• _WORK REQUEST 1_
Answer these about the review of Hoaxed, please:
(a) On what date did the coverage of the missing intern go away?
(b) According to the review, what are media corporations out to do?
(c) In 2016, whose possible sickness was it called a horrible thing to suggest?
• _WORK REQUEST 2_
Pick up the review of Hoaxed after its final sentence and keep going in the same voice.

• _PASSAGE PROVIDED_
- - -

Skipping around for the quote, toward the end it’s mentioned that the media wants to keep people divided, paranoid, and hysterical. This is obviously true: aside from anything or any examples mentioned in this documentary, think about how the media covers things in the day of multiple 24-hour news sources. Does anyone remember the missing intern supposedly killed by Gary Condit? It was everywhere, constantly, because it drew eyes. This congressman might have been having an affair and rubbed out his mistress!
It went away on 9/11/2001.
The OJ trial: a divisive moment in American history that received a bananas high amount of coverage relative to how important it actually was to the American people. Why? Salacious and eyeball popping. Media corporations are out to make money, and anyone who doesn’t realize that is priority number one is naive.
Where the documentary gets into trouble, is when they start talking about wars, and the media coverage therein. Media companies make gobs of money when there is a war. The CIA likes to start wars. Guess who Amazon has contracts with? Who owns the Washington Post? Am I being a crazy conspiracy theorist here in the middle of my review, or am I pointing out some pretty stark facts that should be a little scary? How many media people are former intelligence agents?
This is just my speculation, it doesn’t appear in the film. But the film does highlight how much the media loves to push conflict of all types, including fake conflicts. They’ll run with any ball given to them if it might get clicks, or views.
Hoaxed goes through several prominent examples of this sort of thing, and how the media covers different people based on how they feel. One easy to point out, and one they do well, is the coverage of the health of presidential candidates. In 2016, it was a horrible thing to suggest Hillary might be sick. You were a nutty conspiracy theorist. But in 2008, what did they do to John McCain? How many people diagnose President Trump from afar now? And what happens if you ask questions about Joe Biden’s mental fitness?

- - -

• _SUPPLIED MATERIAL_
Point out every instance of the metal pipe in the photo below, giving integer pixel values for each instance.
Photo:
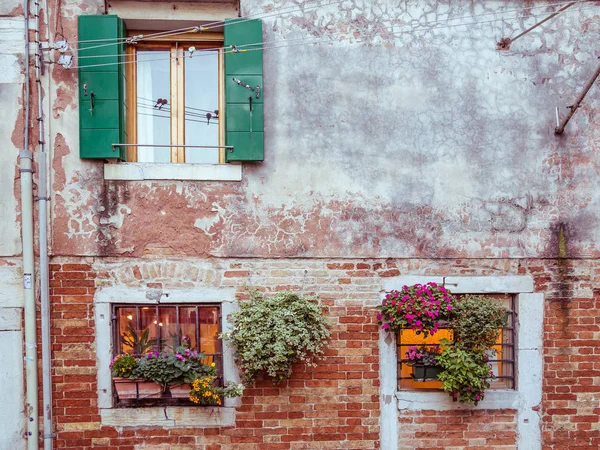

- - -

• _TASK RESULT 1_
(a) 9/11/2001
(b) Make money
(c) Hillary's

• _TASK RESULT 2_
They react based on how they feel about the subject, and how they feel about the narrative the story might shape. It isn’t just a left-right thing: Hoaxed gives plenty of time to Black Lives Matter leader Hawk Newsome, and he talks about how there are moments the media won’t cover with him because it might bring people together.
Again, I’m trying not to do a play-by-play, but it’s hard to write a review of non-fiction without kind of leaning into that. This is an informative, well-made documentary. At just over two hours long, they don’t waste any time: everything, from the visuals, to the music, helps build on the point being made about media malfeasance.
Without giving anything away, the ending of this documentary is quite well done, with a powerful scene about Plato’s Cave featuring the subjects of the documentary. Everything about it was artfully done at the end there, and sends the message home one last time.
Overall, I think that was one of the best made documentaries I’ve seen. It covered a lot of different angles (seriously, from Cernovich himself, to wars, to BLM, it covers a lot), and it was very fair to everyone involved. The media might not feel the same, but the documentary treated them better than the media ever treats those it decides to chew up and spit out. See it while you can, because as Amazon and endless trolls on Twitter have shown, a lot of people want to snuff this light of truth right out.
Links are from Cernovich.com — Hoaxed Movie has been Banned by Amazon! and I get nothing from anyone clicking on them, no affiliate links or anything else.